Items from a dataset
::::::::::

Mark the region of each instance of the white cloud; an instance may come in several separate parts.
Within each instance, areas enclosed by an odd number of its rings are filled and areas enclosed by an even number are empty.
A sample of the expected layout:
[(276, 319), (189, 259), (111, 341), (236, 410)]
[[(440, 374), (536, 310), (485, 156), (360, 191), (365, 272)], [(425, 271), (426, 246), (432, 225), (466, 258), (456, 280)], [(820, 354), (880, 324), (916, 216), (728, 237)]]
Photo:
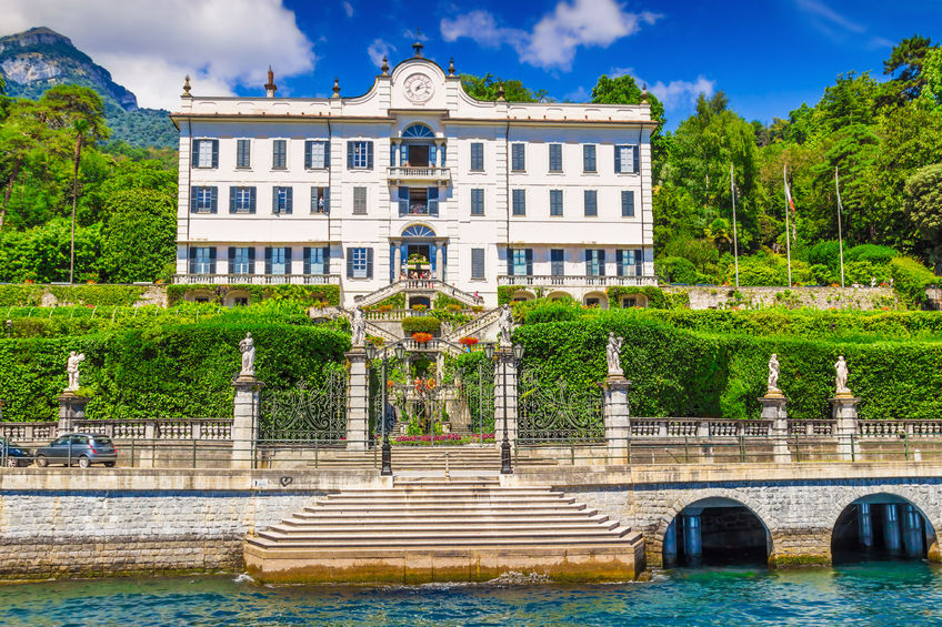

::::::::::

- Stated goal
Can you rewrite the records above as a JSON list of strings, one string per line, with blank lines and the picture left out?

- Correct result
[
  "Mark the region of each instance of the white cloud; an instance may come in several separate parts.",
  "Within each instance, areas enclosed by an odd number of its rings are filled and areas enclosed by an even number are empty.",
  "A sample of the expected layout:",
  "[(276, 319), (189, 259), (111, 341), (236, 410)]",
  "[[(440, 374), (536, 310), (485, 156), (360, 191), (365, 272)], [(425, 271), (426, 246), (432, 225), (466, 258), (456, 280)], [(820, 354), (880, 324), (916, 216), (728, 237)]]",
  "Photo:"
]